[Problem details] Repeat precisely, and only, the lines between the line containing "on log, with integer pixel coordinates." and the end of the listing below, both ends included.

[Listing]

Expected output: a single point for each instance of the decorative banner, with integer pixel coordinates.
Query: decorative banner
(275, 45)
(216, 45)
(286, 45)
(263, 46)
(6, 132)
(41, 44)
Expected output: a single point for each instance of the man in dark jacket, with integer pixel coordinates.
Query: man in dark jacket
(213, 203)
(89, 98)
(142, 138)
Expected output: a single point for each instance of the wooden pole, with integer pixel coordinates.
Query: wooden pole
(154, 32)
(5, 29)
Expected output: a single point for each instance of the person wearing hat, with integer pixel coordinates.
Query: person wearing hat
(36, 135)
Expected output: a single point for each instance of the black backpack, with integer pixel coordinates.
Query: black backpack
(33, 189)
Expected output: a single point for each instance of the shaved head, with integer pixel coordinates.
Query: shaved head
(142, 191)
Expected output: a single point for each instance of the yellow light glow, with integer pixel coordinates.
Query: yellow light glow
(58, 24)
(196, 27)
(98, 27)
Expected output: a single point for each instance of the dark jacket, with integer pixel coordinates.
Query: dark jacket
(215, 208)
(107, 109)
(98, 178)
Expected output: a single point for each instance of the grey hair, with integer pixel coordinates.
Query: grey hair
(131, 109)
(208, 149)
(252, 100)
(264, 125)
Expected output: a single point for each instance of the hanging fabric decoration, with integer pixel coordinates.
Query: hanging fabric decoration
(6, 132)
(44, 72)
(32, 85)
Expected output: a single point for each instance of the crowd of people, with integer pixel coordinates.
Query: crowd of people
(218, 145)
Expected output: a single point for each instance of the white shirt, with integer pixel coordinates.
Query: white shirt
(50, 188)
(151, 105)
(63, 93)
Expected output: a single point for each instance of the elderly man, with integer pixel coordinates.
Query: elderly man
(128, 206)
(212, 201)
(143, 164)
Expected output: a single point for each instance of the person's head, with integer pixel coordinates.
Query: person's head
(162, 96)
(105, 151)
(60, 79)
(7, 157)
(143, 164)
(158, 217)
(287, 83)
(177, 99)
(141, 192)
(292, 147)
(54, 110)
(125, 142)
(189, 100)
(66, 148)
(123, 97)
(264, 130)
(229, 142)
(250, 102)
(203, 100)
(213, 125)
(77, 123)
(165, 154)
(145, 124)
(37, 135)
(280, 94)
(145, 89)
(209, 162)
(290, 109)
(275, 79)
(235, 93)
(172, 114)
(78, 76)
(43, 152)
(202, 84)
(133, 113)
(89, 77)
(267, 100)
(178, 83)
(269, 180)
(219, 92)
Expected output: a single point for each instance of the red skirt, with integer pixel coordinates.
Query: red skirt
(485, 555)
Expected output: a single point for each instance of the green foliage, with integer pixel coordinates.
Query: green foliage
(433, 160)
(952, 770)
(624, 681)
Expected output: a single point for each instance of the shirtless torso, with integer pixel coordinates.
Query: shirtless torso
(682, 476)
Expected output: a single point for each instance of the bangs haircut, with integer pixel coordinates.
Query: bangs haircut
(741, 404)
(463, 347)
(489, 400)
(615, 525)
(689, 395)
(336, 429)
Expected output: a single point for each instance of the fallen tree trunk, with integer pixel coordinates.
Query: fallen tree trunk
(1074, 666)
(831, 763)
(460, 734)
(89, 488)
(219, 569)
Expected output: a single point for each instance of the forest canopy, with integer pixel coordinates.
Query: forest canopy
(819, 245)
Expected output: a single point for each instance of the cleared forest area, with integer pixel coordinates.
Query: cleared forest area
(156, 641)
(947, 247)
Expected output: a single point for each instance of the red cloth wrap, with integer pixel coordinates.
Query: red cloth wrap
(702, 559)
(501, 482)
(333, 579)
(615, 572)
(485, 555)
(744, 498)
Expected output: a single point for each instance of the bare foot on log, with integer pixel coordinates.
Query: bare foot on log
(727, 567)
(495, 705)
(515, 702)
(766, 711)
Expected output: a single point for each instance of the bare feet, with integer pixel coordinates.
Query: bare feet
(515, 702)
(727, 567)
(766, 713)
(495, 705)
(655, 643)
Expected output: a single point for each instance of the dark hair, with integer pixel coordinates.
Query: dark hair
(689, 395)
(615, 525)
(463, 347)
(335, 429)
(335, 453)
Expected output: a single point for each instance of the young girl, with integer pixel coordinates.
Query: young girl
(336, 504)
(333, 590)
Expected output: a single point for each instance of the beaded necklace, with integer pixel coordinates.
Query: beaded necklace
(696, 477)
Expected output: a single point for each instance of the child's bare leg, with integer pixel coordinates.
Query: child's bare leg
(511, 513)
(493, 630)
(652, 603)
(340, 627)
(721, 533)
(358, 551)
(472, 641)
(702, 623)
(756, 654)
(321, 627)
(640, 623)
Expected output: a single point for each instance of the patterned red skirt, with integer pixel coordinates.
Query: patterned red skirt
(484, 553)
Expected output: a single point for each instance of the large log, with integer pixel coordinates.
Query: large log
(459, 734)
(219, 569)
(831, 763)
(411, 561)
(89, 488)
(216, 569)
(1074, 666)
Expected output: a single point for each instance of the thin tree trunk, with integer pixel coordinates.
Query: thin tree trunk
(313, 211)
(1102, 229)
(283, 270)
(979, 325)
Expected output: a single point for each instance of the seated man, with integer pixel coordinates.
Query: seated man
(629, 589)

[Written answer]
Expected output: a single point for each instance of the bare foot on log, with integer pixel coordinates.
Query: bare foot on log
(727, 567)
(495, 705)
(515, 702)
(766, 711)
Expected output: a single point for each instance of the bare feet, with integer pixel coordinates.
Query: bare feet
(515, 702)
(727, 567)
(766, 713)
(495, 705)
(655, 643)
Expected output: a single point for each instance of the dark hair, with integer pixel coordinates.
Query: dark hair
(689, 395)
(615, 525)
(463, 347)
(335, 429)
(335, 453)
Expected output: a single point for each instance of the young girl, with integer pixel coordinates.
Query: young girl
(336, 504)
(333, 590)
Expected output: a single point for each instance of the beaded necklace, with integer pixel coordinates.
Query: beaded necklace
(696, 477)
Expected output: a single point for each instance of the child's bare leg, with integer pixel coordinates.
Query: child's bare leg
(511, 513)
(493, 630)
(652, 603)
(340, 627)
(721, 533)
(358, 551)
(472, 641)
(702, 623)
(756, 654)
(321, 627)
(640, 623)
Expected output: a single point for each instance of the patterned red skirt, with integer pixel coordinates.
Query: patterned red skirt
(484, 553)
Expected output: a single point for each instance of the large log, with integer pixel coordinates.
Query: large log
(459, 734)
(219, 569)
(831, 763)
(411, 561)
(89, 488)
(216, 569)
(1074, 666)
Expected output: a single point for each instance of the thin tree trunk, with integer pixel coordinates.
Query: thin tree trunk
(313, 211)
(1102, 229)
(283, 270)
(979, 325)
Expected output: a single point for each instance of the seated man, with integer pixel coordinates.
Query: seated man
(629, 589)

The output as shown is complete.